_Исходный фрагмент_:
━━━━━━━━
Р. Штаммлер, в отличие от названных мыслителей, не критикует Канта с указанных позиций. С другой стороны, он нигде не говорит и о том, что чувства радости или дружбы не являются нравственными (как это утверждал Кант). По всей видимости, это обусловлено тем, что Штаммлер, целиком сосредоточившись на праве, не имел целью развивать какое-либо этическое учение. И всё же сведение Кантом нравственности к оценке мотивов Штаммлер безусловно поддерживал. В противном случае для права не осталось бы собственной сферы применения (внешние действия и поступки).
Проблема, однако, заключается в том, что правовой идеал уже во многом был дан самим Кантом, и им выступил все тот же категорический императив, который Кантом применялся для оценки внешних поступков. Утверждая свой правовой идеал, Штаммлер, как представляется, должен был яснее противопоставить его кантовскому категорическому императиву, однако не сделал этого. По нашему мнению, отличие «общества свободно хотящих людей» от категорического императива состоит в том, что штаммлеровский идеал касается именно общества, то есть социального воления (закона или иного нормативно-правового акта, обращенного вовне, а не индивидуальной нормы поведения, устанавливаемой человеком для самого себя).
━━━━━━━━
_Данные_:
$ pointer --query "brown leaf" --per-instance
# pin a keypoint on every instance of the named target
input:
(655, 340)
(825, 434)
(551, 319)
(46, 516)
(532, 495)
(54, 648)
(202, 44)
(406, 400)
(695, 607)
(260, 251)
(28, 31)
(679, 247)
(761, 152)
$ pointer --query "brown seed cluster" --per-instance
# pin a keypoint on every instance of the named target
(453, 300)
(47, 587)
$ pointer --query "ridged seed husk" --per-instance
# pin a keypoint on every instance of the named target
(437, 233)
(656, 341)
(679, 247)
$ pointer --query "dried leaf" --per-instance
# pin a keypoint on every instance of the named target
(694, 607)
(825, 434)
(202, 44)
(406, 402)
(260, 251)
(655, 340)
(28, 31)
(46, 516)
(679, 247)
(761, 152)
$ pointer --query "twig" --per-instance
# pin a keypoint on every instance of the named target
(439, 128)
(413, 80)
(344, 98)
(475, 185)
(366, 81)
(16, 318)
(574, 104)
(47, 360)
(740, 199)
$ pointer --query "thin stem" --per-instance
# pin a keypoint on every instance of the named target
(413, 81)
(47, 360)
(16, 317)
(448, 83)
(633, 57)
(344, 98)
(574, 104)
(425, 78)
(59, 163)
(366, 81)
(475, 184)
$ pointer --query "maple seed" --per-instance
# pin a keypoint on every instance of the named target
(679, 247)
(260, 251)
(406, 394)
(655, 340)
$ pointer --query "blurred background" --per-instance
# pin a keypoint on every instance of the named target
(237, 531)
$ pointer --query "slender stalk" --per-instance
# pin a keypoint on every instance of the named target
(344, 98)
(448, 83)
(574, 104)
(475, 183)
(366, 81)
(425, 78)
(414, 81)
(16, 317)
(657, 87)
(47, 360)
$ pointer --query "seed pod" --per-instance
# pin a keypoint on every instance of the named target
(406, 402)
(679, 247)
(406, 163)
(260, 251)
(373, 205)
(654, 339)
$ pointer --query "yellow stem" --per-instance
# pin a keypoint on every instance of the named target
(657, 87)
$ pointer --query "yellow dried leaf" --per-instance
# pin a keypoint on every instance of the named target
━━━━━━━━
Выведите целиком фрагмент о правовом идеале Штаммлера и учении Канта, не меняя в нем ни слова.

_Поле ответа_:
Р. Штаммлер, в отличие от названных мыслителей, не критикует Канта с указанных позиций. С другой стороны, он нигде не говорит и о том, что чувства радости или дружбы не являются нравственными (как это утверждал Кант). По всей видимости, это обусловлено тем, что Штаммлер, целиком сосредоточившись на праве, не имел целью развивать какое-либо этическое учение. И всё же сведение Кантом нравственности к оценке мотивов Штаммлер безусловно поддерживал. В противном случае для права не осталось бы собственной сферы применения (внешние действия и поступки).
Проблема, однако, заключается в том, что правовой идеал уже во многом был дан самим Кантом, и им выступил все тот же категорический императив, который Кантом применялся для оценки внешних поступков. Утверждая свой правовой идеал, Штаммлер, как представляется, должен был яснее противопоставить его кантовскому категорическому императиву, однако не сделал этого. По нашему мнению, отличие «общества свободно хотящих людей» от категорического императива состоит в том, что штаммлеровский идеал касается именно общества, то есть социального воления (закона или иного нормативно-правового акта, обращенного вовне, а не индивидуальной нормы поведения, устанавливаемой человеком для самого себя).